The records below:

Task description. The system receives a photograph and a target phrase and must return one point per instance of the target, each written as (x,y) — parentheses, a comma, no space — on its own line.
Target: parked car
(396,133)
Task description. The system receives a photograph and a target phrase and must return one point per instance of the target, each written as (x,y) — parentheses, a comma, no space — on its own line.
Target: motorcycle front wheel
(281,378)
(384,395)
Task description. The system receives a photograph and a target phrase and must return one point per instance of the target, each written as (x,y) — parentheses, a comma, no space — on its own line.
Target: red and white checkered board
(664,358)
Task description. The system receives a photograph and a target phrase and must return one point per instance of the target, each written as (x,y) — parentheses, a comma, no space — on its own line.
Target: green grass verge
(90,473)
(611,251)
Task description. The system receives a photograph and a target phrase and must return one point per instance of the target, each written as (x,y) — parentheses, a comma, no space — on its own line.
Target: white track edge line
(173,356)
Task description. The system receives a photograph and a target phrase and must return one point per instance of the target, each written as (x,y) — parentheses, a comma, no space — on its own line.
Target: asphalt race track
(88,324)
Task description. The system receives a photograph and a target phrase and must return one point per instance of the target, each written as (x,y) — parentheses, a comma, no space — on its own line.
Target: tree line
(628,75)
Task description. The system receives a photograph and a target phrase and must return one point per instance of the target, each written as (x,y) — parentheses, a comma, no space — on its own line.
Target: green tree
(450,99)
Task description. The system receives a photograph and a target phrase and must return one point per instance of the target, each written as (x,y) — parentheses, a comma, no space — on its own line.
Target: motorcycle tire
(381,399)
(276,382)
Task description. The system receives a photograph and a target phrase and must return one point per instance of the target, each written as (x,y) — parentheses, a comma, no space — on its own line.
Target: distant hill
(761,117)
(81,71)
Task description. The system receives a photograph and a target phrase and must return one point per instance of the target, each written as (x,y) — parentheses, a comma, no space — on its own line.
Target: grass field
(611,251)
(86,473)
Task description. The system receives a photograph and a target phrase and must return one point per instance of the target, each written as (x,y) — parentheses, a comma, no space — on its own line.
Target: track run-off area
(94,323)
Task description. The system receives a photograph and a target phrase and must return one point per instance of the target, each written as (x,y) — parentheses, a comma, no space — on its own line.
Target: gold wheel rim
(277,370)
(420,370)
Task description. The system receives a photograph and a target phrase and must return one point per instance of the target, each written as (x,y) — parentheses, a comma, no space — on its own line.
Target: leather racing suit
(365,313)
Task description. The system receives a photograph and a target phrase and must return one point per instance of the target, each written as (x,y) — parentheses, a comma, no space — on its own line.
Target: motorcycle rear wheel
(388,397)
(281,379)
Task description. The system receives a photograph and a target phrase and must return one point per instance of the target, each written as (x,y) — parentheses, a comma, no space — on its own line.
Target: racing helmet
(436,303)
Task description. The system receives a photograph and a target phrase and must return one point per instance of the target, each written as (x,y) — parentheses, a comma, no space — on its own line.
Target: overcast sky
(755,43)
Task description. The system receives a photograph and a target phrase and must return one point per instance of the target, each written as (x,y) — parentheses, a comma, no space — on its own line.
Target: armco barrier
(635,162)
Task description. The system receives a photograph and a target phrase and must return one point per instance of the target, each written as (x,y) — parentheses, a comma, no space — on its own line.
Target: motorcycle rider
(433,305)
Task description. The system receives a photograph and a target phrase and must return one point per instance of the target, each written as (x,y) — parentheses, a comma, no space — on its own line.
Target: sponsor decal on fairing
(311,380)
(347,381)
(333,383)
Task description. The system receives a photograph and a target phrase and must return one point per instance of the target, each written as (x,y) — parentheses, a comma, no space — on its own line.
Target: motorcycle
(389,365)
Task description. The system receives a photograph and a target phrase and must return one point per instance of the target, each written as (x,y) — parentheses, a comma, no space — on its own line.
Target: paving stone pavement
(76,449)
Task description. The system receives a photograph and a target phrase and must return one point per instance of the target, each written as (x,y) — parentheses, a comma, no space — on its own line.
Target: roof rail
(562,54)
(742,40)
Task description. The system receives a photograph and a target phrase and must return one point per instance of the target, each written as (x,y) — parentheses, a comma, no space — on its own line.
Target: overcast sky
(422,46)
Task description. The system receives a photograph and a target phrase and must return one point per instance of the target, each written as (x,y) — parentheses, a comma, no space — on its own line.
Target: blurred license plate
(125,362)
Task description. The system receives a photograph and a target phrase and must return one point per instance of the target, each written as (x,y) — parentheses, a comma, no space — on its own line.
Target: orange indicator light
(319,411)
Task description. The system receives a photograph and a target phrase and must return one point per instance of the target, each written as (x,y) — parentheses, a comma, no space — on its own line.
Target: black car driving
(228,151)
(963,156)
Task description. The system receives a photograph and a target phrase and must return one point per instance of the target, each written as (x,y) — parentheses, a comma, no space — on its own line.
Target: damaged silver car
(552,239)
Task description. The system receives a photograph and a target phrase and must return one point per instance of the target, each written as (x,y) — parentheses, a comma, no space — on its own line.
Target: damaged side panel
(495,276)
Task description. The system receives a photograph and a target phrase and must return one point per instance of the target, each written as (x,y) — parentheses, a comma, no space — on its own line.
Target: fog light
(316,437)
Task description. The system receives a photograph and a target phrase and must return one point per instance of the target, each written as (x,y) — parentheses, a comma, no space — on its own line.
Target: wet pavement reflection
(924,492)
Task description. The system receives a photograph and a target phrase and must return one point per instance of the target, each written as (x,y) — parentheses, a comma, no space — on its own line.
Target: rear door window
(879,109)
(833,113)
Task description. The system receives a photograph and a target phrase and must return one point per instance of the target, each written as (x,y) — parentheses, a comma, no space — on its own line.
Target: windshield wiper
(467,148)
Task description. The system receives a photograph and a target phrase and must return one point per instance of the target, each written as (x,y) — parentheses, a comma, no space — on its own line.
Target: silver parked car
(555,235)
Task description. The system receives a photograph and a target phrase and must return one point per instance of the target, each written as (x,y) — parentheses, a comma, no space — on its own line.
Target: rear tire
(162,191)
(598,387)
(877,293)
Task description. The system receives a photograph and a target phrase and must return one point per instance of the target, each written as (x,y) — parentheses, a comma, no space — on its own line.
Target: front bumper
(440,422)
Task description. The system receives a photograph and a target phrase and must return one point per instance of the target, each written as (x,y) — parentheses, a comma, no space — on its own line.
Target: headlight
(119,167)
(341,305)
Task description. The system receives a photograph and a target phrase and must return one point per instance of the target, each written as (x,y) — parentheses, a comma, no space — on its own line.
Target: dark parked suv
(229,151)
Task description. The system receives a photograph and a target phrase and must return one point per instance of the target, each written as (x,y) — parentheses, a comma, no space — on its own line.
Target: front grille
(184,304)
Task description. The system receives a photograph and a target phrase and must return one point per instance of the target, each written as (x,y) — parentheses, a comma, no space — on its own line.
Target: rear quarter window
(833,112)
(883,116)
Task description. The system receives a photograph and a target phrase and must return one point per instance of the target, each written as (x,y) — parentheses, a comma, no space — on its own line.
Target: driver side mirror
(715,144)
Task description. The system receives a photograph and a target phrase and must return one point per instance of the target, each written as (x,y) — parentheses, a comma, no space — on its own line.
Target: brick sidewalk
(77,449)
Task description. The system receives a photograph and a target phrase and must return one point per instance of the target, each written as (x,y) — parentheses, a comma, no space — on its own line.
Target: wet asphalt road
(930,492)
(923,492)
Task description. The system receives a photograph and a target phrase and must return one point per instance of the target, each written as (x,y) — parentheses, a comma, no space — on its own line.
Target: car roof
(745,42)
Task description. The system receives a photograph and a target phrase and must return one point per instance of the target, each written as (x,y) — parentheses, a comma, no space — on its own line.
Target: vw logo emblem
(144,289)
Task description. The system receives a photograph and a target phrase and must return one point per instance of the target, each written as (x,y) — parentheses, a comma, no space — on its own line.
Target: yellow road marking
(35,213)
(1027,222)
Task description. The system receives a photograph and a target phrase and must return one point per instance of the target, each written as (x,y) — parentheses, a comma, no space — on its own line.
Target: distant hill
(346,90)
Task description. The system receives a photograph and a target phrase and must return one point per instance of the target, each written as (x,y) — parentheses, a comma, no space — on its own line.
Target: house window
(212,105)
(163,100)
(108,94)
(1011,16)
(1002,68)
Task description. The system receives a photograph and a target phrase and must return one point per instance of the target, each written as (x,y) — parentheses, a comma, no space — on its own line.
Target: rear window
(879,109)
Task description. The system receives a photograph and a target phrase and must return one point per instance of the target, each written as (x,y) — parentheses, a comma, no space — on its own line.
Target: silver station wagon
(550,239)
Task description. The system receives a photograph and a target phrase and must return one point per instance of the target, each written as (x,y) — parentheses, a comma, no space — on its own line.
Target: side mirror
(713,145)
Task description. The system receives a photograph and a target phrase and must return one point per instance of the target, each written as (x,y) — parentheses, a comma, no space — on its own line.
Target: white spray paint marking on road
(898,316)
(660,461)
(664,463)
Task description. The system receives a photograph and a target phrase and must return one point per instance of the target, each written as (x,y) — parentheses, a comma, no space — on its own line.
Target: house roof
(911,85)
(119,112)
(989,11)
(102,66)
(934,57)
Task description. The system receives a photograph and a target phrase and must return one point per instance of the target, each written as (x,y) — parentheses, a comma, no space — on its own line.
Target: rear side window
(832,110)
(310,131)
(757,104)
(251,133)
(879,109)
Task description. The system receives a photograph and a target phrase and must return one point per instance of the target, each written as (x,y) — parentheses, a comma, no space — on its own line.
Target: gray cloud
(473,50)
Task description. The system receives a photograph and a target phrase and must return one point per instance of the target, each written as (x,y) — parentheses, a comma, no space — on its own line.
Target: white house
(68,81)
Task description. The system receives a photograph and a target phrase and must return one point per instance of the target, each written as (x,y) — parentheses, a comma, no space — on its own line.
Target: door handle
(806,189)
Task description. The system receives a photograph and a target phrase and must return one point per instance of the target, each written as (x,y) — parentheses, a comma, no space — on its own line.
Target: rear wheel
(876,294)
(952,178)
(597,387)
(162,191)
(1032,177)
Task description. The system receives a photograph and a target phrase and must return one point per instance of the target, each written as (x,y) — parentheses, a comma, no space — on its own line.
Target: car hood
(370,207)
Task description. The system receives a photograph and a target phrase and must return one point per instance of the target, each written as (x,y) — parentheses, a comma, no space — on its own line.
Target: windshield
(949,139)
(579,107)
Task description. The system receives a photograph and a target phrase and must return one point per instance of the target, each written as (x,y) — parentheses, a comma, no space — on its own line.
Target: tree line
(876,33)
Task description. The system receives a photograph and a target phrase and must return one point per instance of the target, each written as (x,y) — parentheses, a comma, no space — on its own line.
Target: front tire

End of The records.

- Your instructions
Set down exactly the line with "Target: car hood" and each line after it up to the end of the records, adding nothing.

- Answer to this problem
Target: car hood
(370,207)
Task description. The system receives a photograph and a target phrase and must return one point per instance of the target, each written as (x,y) — parentheses, a comma, no space — on its own line.
Target: windshield
(949,139)
(579,107)
Task description. The system receives a photograph and a target phrase and must return one point per instance of the target, each written as (x,y) — parentheses, a comma, no space — on its own line.
Target: tree line
(876,33)
Task description. The system receives a photograph and a target phrase and must return one point per instance of the target, each written as (x,y) — parentheses, a comma, no space — on its own line.
Target: front tire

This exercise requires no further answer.